## WHAT YOU ARE ASKED TO DO
Please print out the entries below unchanged and skip the images.

(RECORDS FOR THE TASK)

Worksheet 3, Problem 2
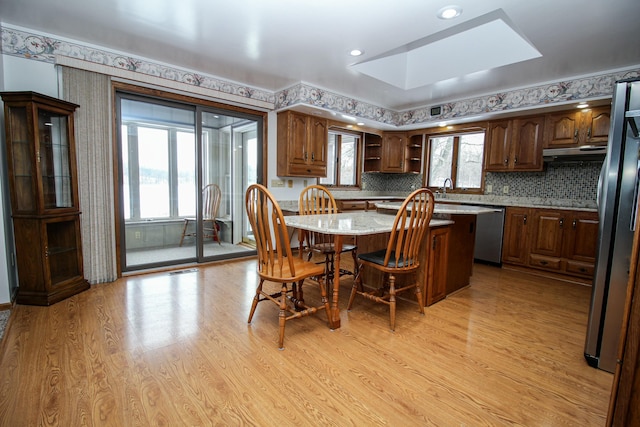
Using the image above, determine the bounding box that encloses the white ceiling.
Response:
[1,0,640,112]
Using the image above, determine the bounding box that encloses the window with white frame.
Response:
[427,131,485,192]
[320,130,360,188]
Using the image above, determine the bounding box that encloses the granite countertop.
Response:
[375,201,501,215]
[280,193,597,213]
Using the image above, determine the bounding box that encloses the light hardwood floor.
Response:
[0,259,613,426]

(End RECORDS FOR THE TASK)

## EXERCISE OUTPUT
Worksheet 3, Problem 2
Using the image above, determine the bounding box that encloses the white ceiling.
Response:
[1,0,640,112]
Using the image above, determine the bounding box that encloses the window with white frame.
Response:
[427,131,485,192]
[320,130,360,188]
Using the image above, determine the bounding box that encloses the granite countertop.
Response:
[375,201,501,215]
[280,193,597,213]
Using the image above, determine the bounding box that encloses the light hardwood floor.
Response:
[0,259,613,426]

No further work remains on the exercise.